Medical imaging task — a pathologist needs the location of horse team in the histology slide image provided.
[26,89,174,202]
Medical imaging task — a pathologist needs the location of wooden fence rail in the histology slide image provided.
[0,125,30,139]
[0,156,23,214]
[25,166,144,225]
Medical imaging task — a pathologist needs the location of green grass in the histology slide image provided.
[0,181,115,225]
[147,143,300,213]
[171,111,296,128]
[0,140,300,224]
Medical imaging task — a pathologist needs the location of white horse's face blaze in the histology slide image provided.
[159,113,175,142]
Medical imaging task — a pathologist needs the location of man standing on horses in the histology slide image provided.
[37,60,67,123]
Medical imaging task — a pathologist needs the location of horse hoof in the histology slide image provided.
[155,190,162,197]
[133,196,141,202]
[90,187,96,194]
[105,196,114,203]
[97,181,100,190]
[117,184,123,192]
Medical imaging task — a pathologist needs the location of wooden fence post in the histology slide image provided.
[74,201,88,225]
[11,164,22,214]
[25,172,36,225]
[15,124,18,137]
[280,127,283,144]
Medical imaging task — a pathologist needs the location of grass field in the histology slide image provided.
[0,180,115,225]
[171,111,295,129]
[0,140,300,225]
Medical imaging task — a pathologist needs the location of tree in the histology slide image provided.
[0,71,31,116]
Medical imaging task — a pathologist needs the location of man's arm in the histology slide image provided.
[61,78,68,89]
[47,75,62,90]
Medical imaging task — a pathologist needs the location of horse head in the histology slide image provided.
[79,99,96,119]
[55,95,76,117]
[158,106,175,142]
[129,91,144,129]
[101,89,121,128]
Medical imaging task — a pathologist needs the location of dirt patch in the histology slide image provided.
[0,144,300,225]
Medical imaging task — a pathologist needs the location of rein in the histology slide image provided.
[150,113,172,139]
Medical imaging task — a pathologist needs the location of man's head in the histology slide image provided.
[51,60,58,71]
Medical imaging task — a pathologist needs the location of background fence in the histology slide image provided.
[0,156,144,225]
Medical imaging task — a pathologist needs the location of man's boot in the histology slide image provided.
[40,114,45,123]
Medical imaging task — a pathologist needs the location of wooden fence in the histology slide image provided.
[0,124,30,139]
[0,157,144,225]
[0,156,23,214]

#### [Aim]
Can you rewrite all the entries above with "wooden fence post" changed to "fence post" and everything else left as it is?

#### [Solution for this exercise]
Medical imaging task — a pathologist needs the location of horse team in the histology slide image provided.
[26,89,174,202]
Medical imaging task — a pathologist needs the location of wooden fence rail in the histology slide image provided.
[0,125,30,139]
[0,156,23,214]
[25,166,144,225]
Medical imaging task — a pathologist needs the location of green grass in the histology slide image provided.
[0,181,115,225]
[147,143,300,213]
[171,111,296,128]
[0,140,300,224]
Medical imaging task — a pathologist needs the location of white horse's face blaze in the histology slide image provided.
[159,113,175,142]
Medical imaging task — a pathologist needs the location of man standing on horses in the histology slide image provided.
[37,60,67,123]
Medical imaging task — a pathologist needs the location of horse hoof in the histology slide image provided.
[155,190,162,197]
[133,196,141,202]
[90,187,96,194]
[105,196,114,203]
[97,181,100,190]
[117,184,123,192]
Medical imaging task — a pathologist needs the location of fence post in the histology slide image provided.
[74,201,88,225]
[11,164,22,214]
[25,172,36,225]
[15,124,18,137]
[280,127,283,144]
Medical imaging task — a pathologist needs the location of grass field in the histology slide image provided.
[0,180,115,225]
[171,111,295,129]
[0,140,300,225]
Medical imaging task — a pathologist needs the location of tree in the histology slide image provided.
[0,71,31,116]
Medical imaging task — a pathologist needs the location of man's arm in the histology slide image provided.
[61,78,68,89]
[47,75,62,90]
Medical imaging task — a pathologist needs the location of horse head in the histology slide image provided.
[79,99,96,119]
[55,95,76,117]
[158,106,175,142]
[129,91,144,129]
[101,89,121,128]
Medical imaging task — a pathologist needs the location of dirt patch in the histology slide image provided.
[0,144,300,225]
Medical imaging task — a pathologist needs the location of rein in the histology slide image provided.
[150,113,172,139]
Medical imaging task — a pathologist needs the location of man's head in the histology slide image provided.
[51,60,58,71]
Medical imaging task — a pathologist needs the location of background fence in the histology slide image provided.
[0,156,144,225]
Medical imaging task — a pathologist needs the location of man's boot in the histology slide image provided.
[40,114,45,123]
Medical imaging task — a pathologist needs the location of wooden fence in the histology slide image provided.
[0,124,30,139]
[0,157,144,225]
[0,156,23,214]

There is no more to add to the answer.